#### Task:
Restate word for word the line containing "class is: jacket" and every following line in the material below, up to and including the last one.

#### Excerpted records:
++++

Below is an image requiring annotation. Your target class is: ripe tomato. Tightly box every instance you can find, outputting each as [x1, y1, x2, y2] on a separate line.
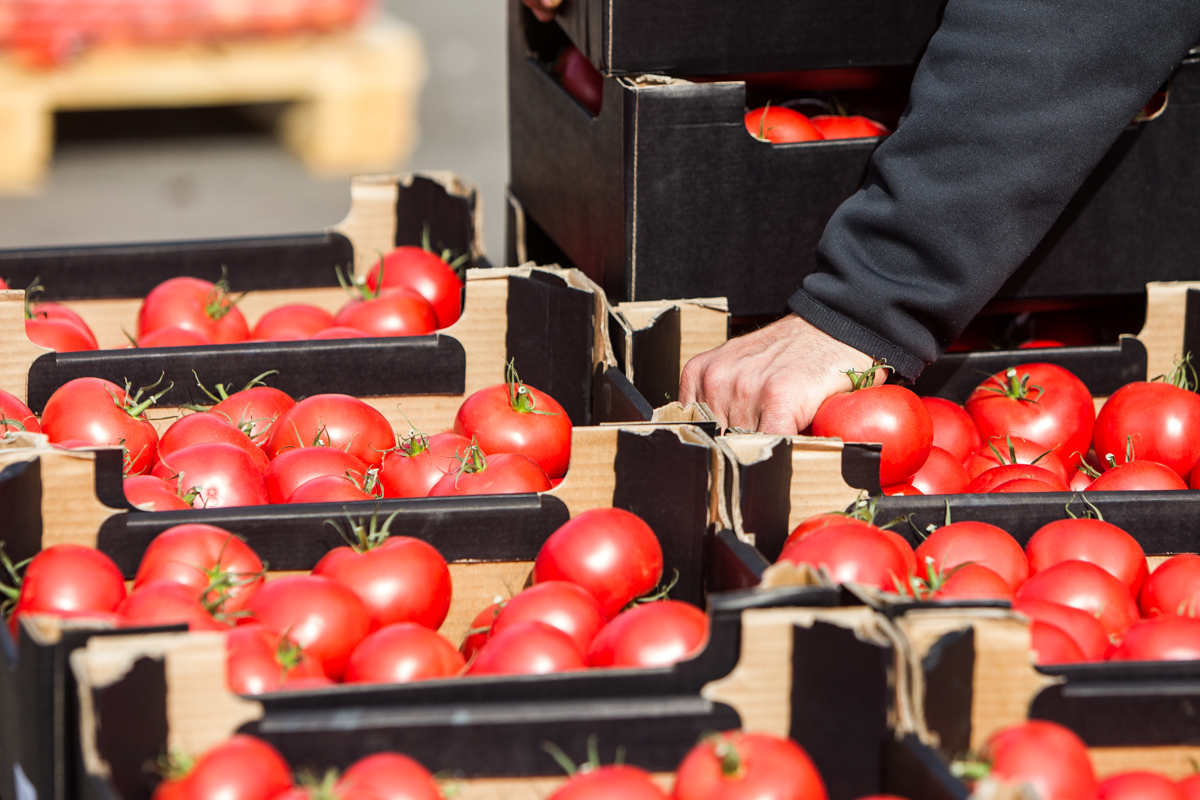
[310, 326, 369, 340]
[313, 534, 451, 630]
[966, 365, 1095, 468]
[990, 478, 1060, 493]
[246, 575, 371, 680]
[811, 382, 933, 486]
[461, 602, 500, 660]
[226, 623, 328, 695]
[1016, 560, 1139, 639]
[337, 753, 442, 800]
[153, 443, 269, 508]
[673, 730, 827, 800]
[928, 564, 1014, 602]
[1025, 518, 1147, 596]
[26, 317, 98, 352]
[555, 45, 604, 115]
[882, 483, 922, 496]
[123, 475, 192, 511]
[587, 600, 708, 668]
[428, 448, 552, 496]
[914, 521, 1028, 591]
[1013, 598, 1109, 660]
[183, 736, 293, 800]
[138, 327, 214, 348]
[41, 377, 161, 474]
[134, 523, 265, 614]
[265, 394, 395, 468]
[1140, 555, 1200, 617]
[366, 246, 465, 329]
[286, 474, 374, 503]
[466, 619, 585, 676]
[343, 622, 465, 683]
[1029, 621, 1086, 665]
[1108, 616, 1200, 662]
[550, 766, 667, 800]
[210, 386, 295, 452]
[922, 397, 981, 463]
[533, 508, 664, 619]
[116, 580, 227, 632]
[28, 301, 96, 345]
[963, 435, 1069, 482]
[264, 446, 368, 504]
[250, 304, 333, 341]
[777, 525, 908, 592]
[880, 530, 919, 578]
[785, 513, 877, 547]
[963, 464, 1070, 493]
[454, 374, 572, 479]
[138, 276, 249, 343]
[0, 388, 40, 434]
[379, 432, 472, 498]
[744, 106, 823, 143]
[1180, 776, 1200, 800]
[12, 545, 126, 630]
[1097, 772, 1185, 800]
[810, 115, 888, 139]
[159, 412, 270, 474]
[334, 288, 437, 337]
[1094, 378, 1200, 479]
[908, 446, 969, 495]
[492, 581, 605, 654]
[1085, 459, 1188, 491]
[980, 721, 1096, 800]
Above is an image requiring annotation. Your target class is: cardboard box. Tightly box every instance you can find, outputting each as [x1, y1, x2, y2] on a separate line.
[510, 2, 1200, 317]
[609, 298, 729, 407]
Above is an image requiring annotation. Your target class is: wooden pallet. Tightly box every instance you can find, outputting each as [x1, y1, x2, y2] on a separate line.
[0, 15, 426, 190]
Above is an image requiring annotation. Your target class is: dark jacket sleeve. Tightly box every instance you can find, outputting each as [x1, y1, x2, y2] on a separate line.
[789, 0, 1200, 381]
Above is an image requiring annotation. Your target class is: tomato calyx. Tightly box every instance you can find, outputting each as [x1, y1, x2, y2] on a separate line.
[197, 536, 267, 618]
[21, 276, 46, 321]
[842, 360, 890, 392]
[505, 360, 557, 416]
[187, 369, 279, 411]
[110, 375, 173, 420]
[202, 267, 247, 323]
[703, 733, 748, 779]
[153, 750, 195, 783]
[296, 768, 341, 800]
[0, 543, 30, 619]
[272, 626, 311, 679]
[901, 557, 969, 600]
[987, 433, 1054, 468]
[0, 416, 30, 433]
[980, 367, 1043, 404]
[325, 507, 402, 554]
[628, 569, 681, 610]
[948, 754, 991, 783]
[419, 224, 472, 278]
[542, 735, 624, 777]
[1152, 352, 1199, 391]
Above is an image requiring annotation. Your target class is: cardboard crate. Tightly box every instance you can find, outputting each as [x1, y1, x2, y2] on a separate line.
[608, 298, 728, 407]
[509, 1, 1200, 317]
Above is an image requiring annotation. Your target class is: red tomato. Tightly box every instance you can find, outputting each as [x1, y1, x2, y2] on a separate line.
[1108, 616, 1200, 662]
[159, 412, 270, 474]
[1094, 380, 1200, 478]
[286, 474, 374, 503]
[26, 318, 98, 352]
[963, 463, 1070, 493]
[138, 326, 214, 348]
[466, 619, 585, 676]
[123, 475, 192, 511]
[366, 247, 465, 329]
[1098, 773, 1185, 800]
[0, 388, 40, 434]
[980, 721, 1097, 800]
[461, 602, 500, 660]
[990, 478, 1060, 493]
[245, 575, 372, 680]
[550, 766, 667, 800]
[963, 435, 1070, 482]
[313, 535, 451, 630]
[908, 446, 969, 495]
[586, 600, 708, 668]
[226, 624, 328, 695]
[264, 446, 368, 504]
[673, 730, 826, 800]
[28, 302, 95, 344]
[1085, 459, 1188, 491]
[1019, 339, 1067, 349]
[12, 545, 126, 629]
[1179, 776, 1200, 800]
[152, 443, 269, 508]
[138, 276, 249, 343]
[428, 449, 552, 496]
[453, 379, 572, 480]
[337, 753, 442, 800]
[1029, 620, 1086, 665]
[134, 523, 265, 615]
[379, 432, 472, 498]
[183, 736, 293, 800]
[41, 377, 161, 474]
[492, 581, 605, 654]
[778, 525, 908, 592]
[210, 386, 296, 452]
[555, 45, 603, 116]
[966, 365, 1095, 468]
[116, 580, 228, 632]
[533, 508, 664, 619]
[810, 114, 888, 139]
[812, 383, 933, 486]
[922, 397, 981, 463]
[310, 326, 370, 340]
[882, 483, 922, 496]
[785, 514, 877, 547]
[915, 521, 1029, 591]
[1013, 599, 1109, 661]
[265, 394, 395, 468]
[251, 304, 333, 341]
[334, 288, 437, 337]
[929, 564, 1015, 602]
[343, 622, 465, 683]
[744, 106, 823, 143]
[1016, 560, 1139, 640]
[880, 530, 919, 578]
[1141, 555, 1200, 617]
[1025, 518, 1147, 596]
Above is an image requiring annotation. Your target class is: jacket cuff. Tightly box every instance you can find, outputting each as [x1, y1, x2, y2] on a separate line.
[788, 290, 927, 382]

++++

#### Response:
Above is an image requiring annotation. Your target class is: jacket cuff. Tightly box every instance you can find, outputting each as [x1, y1, x2, y2] on a separate line.
[788, 290, 927, 382]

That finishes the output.